■ COMPITI DA SVOLGERE ■
(1) Trasforma in un elenco puntato il paragrafo del testo sul Natale che comincia con «Il Natale si propaganda come festa», mantenendone i fatti principali.
(2) Scrivi il seguito del testo sul Natale partendo dopo la sua ultima frase.

■ TESTO SELEZIONATO ■
● ● ● ● ● ● ●

Spesso per alcune persone il periodo natalizio come festa tradizionale costringe alcune persone a indossare una maschera simbolica del buon umore e far buon gioco a cattiva sorte.
Le ragioni sono innumerevoli.
Le esperienze passate del bimbo che c’è in noi, evocano situazioni tristi.
L’epoca natalizia a tempi dell’infanzia rispecchiava un clima familiare di evidente conflitto da parte dei genitori e molto spesso anche di contrasti tra parenti.
Tutti quanti si sentivano legati ad un copione consistente nel riunire per forza tutta la famiglia in un clan benedetto.
Cene o pranzi di Natale composte da dieci, quindici, venti persone. Dovevano trasmettere affetto, allegria,
spensieratezza, promesse, regali e generosità tutto proiettato nel futuro.
In realtà in alcuni casi già da allora si animavano conflitti espressi sotto forma di acida ironia e erodente l’anima
perché coperta da ipocrisia.
L’ipocrisia è devastante in questi casi perché uccide la spontaneità, nonché il desiderio di credere nel futuro e di
affidarsi con fiducia a qualcuno.
Si tratta di ricordare e di vivere da parte dei bambini molte illusioni tradite.
Il Natale si propaganda come festa, sia religiosa, sia pagana, come filosofia dell’affetto, panacea antisolitudine,
portatrice di umana onestà e solidarietà, ma i bambini credono all’inizio in questa atmosfera, avvinti dalle
aspettative dei doni, che rinforzano il simbolo di sincero affetto, nonché di premio e conferma di essere stati buoni.
Alcuni bambini però percepivano già da allora che poteva manifestarsi nella gente qualche contraddizione rispetto
all’elargire amore.
I cibi sono dolci come il panettone, generosi nella quantità, permissivi data la circostanza, le musiche tradizionali
dei film come per esempio tratti dai Walt Disney intontiscono di illusione, spesso sentita autenticamente, ma qualche
volta percepita come ingannevole.
In questo periodo natalizio il consumismo particolarmente si sprigiona.
Le svendite o meglio i prezzi dei saldi, di i ciò che si vende sono proposte come magicamente ridotte, e tutto
sembra più facile. Non si è più esclusi, ma anche ciò che è costoso può apparire raggiungibile.
Normalmente i bambini sono felici di attraversare un periodo di vacanza dalla scuola, di sentire ottimismo per i progetti
futuri e l’ingenuità vince su tutto.
Gli adulti che hanno figli diventano complici dei bambini stessi e cercano di condividere la loro illusione che di per sé
esprime gioia in tutti: dai genitori ai nonni a altri parenti che adorano i bambini.
La malinconia spesso negli adulti è però dietro l’angolo: per molti, non c’è più la possibilità di mantenere alta l’euforia che è nei bambini.

● ● ● ● ● ● ●

■ RIGHE GREZZE ■
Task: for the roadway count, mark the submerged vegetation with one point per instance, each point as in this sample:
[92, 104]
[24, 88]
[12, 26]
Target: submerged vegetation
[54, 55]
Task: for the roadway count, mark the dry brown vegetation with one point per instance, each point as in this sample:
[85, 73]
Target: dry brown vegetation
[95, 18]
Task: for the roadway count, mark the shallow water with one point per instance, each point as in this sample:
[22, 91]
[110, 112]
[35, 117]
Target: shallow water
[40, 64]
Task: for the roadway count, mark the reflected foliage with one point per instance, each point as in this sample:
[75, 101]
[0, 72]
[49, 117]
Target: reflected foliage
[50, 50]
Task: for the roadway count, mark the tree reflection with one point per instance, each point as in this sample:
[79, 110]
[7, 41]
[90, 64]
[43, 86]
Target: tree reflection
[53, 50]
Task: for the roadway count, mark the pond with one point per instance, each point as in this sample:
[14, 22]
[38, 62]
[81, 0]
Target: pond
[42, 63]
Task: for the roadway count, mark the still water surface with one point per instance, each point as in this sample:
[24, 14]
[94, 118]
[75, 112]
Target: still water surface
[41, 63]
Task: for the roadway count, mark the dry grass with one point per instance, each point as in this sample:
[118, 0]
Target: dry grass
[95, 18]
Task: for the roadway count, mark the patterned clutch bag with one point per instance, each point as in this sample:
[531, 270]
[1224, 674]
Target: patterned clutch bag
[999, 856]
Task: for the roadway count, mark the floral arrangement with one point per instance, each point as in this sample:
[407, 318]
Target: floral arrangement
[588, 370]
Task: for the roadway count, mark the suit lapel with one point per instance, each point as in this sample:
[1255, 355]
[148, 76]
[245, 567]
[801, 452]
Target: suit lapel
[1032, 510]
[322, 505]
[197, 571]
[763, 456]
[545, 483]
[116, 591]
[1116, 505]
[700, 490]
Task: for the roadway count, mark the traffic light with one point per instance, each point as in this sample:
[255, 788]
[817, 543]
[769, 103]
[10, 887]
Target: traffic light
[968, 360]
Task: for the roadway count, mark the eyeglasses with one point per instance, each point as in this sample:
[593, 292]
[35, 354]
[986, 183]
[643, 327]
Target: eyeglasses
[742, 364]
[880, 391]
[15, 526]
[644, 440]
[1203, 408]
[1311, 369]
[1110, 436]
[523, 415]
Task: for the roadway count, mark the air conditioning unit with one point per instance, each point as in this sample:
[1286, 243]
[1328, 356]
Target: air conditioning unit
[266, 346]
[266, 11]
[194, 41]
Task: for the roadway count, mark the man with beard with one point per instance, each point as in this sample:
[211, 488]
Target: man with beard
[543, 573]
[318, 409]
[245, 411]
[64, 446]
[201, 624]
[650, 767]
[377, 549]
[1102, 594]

● ● ● ● ● ● ●

■ RISPOSTE AI COMPITI ■
(1)
- Il Natale viene propagandato come festa sia religiosa sia pagana.
- È presentato come filosofia dell'affetto, rimedio contro la solitudine e portatore di onestà e solidarietà umana.
- All'inizio i bambini credono in questa atmosfera, presi dall'attesa dei doni.
- I doni rafforzano il simbolo di un affetto sincero e valgono come premio e conferma di essere stati buoni.

(2)
Le emozioni di ottimismo si sono consumate, spesso esaurite.
I pensieri della vita quotidiana non si possono tenere a freno e vincono sulla serenità.
Inutile dire che una certa melanconia è pre-sistente, forse costituzionale e non incontra tante resistenze per riemergere durante le feste come espressione di delusioni pregresse.
La persona rifiuta certe feste consacrate in nome dell’amore, sperimentandole come un inganno e le snobba, le contesta, le rifugge.
Le persone depresse si arrabbiano addirittura, se sono invitate a condividere festività o
a partecipare a incontri di felici di affetto perché sentono che riemerge una disillusione e l’umore diventa nero.
Nasce Gesù Bambino. Egli simboleggia colui che è portatore di amore e di speranza, ma c’è chi sino a quel momento
ha incontrato solo frustrazioni.
La nascita richiama tante accoglienze e benvenuti con promesse non necessariamente verbalizzate secondo le quali
la vita in futuro sarà bella e piena di amore.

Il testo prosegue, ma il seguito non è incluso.